A MAN with Parkinson’s disease who ran, walked and cycled 10,000km around the world to raise money for research is to be honoured by the Prime Minister.
Alex Flynn, a 44-year-old lawyer from Goring, completed his “10 million metre” challenge in early 2014 and has since helped to set up a charity for young people who have recently been diagnosed with the condition.
The organisation, called Spotlight YOPD, has a website offering information and advice and also includes a noticeboard where support groups across the UK can advertise their meetings.
Mr Flynn, who is married with three young sons, came up with the idea because he struggled to find support when he was told he had the neurodegenerative illness in 2008.
Now he is to receive a Points of Light award for exceptional volunteering from Prime Minister David Cameron.
Mr Flynn was contacted by Cabinet Office staff earlier this month after they read about his accomplishments on his personal website.
They confirmed he was eligible for the accolade after interviewing him and he expects to receive a certificate by post in the next few weeks.
Mr Flynn said: “I received an email asking me to call this telephone number. At first I thought it was spam because I’d never have thought they’d get in touch that way.
“However, I called it and, lo and behold, I ended up having a long conversation about everything I’d done. Someone phoned back the next day and said they thought I was a hero. I was absolutely gobsmacked. They said some lovely things about me and it brought tears to my eyes because you don’t get much thanks for all that effort.
“Then they asked if I’d accept the award and of course I said yes. It’s a wonderful recognition of everything I’ve done and I feel very lucky.
“My mum, my brother and friends have been over the moon and my wife thought it was very impressive. I haven’t told the children yet — I’m going to surprise them.”
Mr Flynn, who moved to Goring from Henley in 2013, began his challenge in 2010 by competing in the Marathon des Sables across the Sahara Desert.
He finished 528th out of 1,100 runners and became the first person with Parkinson’s to complete the course.
He then took part in a number of runs across Europe, including the Challenge Henley triathlon and the 50-mile Thames Trot along the river towpath.
In 2011 he cycled 2,345km from London to Rome, which he completed despite a bone fracture in his right leg, and ran the 41km Otter Trail in South Africa.
The following year he ran, cycled and kayaked more than 3,000 miles across America as well as climbing Mt Whitney, the country’s highest mountain at 14,500ft.
In 2013 he completed a 200km “ultra-marathon” through the Amazon rainforest in Peru.
In January 2014 he completed the Dubai Marathon, his final task, despite being severely dehydrated and unable to take his medication due to a stomach bug.
His adventure raised more than £68,000 for the Cure Parkinson’s Trust. He has written a book about it which he hopes to publish next year and is now filming a documentary on the condition. This will include an interview with Michael Palin, whose father had Parkinson’s.
Mr Flynn hoped to row 2,500 miles across the Pacific this summer with Darren Taylor, a former classmate from The Henley College, but had to pull out due to a lack of funding and because he wanted to spend more time with his family.

▸ **ASSIGNED TASK 1**
Quote the stretch of the Alex Flynn article from "Mr Flynn, who moved" through "in South Africa.".
▸ **ASSIGNED TASK 2**
Decide whether each statement agrees with the Alex Flynn article, answering yes or no and quoting the deciding words: (a) Flynn learned he had Parkinson's in 2008. (b) Flynn cycled from London to Rome in 2012. (c) Flynn completed the Pacific row with Darren Taylor.
The entries that come next are drawn from a separate source.

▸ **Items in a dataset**
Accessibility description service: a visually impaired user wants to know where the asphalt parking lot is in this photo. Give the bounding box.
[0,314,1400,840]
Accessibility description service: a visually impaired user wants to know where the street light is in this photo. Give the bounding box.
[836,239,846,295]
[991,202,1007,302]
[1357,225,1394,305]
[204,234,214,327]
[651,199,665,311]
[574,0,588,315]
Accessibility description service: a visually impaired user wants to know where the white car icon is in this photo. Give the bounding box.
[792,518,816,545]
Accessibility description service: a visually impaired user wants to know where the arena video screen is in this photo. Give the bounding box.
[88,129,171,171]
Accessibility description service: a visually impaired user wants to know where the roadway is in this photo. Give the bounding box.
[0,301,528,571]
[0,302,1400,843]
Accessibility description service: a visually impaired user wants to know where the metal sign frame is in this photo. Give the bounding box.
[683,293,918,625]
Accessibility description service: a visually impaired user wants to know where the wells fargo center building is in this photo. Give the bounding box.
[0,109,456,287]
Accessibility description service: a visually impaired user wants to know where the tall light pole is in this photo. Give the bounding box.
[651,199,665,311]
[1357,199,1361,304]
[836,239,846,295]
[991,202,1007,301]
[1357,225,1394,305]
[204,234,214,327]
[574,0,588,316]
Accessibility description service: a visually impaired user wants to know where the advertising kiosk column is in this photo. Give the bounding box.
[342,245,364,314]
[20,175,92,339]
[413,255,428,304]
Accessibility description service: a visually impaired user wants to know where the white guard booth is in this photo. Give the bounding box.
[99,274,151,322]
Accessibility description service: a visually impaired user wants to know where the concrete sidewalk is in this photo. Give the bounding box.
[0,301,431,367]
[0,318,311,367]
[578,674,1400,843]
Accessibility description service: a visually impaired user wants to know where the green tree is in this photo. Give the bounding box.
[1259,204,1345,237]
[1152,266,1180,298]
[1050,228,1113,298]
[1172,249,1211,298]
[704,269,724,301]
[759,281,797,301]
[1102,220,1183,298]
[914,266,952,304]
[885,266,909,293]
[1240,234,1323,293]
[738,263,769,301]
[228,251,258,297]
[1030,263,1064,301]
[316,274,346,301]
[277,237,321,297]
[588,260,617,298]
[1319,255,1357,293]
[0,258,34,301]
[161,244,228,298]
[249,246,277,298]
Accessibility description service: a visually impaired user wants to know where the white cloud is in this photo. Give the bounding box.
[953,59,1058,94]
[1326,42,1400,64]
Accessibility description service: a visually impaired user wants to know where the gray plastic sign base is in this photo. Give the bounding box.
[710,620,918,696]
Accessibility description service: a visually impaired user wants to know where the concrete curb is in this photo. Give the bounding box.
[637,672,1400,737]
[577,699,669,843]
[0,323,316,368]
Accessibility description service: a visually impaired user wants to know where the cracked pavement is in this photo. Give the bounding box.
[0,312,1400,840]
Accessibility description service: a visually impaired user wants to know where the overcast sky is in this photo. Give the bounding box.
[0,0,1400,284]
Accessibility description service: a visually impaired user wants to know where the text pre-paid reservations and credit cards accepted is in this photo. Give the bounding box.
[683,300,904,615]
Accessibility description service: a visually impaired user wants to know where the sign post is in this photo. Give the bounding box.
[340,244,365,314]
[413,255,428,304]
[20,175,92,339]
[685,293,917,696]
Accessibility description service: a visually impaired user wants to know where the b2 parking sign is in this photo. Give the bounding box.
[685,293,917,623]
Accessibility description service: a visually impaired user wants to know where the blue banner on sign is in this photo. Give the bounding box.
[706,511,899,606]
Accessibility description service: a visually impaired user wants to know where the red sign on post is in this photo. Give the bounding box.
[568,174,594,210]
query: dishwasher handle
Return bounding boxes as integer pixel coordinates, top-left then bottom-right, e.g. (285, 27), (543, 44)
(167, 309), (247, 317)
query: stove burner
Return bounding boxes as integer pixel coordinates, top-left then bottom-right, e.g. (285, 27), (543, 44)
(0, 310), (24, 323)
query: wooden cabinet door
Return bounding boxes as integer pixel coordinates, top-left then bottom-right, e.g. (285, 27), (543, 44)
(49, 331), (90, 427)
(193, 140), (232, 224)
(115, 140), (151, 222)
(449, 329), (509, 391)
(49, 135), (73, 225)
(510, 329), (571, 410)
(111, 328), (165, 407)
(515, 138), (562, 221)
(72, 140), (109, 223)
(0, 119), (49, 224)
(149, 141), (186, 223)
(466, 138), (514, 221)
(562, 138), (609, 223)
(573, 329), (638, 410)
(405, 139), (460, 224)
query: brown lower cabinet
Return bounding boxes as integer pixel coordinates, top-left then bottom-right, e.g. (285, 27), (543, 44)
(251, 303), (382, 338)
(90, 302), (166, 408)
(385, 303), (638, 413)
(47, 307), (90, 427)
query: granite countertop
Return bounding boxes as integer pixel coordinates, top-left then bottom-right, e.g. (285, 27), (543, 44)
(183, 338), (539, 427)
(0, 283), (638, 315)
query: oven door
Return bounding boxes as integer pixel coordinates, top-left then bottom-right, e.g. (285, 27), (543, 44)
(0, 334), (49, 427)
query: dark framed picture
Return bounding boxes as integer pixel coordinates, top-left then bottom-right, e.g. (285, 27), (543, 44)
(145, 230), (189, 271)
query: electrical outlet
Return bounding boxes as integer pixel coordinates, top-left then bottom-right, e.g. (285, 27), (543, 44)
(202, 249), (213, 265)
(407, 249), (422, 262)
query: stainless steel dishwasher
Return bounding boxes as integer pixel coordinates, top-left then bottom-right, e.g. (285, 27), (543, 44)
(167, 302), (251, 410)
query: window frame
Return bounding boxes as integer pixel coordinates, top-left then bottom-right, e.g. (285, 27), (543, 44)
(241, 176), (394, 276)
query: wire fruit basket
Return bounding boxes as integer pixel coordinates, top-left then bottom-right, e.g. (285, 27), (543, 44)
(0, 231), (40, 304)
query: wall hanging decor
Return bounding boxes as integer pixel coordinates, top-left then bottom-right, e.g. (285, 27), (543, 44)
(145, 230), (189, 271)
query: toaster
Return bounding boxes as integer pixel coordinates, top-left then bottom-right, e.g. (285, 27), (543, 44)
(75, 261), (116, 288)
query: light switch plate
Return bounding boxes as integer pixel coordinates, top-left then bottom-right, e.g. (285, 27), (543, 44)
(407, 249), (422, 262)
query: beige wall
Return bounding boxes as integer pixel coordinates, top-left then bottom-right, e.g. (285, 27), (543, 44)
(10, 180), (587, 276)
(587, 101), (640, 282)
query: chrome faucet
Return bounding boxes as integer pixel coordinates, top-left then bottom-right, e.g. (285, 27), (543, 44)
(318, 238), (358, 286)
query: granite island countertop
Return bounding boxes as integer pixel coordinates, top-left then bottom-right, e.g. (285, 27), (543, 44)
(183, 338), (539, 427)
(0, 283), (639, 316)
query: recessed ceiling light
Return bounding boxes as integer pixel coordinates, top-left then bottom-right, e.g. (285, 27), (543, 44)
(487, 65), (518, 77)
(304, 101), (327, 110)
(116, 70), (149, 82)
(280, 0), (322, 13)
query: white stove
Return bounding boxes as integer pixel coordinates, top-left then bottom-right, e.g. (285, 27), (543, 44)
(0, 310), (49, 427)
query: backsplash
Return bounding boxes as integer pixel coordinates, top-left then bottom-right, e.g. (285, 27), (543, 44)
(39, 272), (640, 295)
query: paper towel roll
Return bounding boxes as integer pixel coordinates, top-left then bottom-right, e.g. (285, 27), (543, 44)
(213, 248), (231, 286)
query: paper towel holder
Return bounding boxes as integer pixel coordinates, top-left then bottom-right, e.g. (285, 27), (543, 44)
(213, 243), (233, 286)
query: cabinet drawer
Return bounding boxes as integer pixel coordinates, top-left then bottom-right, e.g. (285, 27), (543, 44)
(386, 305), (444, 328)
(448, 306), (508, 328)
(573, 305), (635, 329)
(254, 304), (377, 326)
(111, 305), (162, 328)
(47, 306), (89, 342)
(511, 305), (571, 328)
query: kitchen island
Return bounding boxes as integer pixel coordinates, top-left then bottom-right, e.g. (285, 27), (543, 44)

▸ **FINAL ANSWER 1**
Mr Flynn, who moved to Goring from Henley in 2013, began his challenge in 2010 by competing in the Marathon des Sables across the Sahara Desert.
He finished 528th out of 1,100 runners and became the first person with Parkinson’s to complete the course.
He then took part in a number of runs across Europe, including the Challenge Henley triathlon and the 50-mile Thames Trot along the river towpath.
In 2011 he cycled 2,345km from London to Rome, which he completed despite a bone fracture in his right leg, and ran the 41km Otter Trail in South Africa.

▸ **FINAL ANSWER 2**
(a) Yes: "when he was told he had the neurodegenerative illness in 2008"
(b) No: "In 2011 he cycled 2,345km from London to Rome"
(c) No: "had to pull out due to a lack of funding"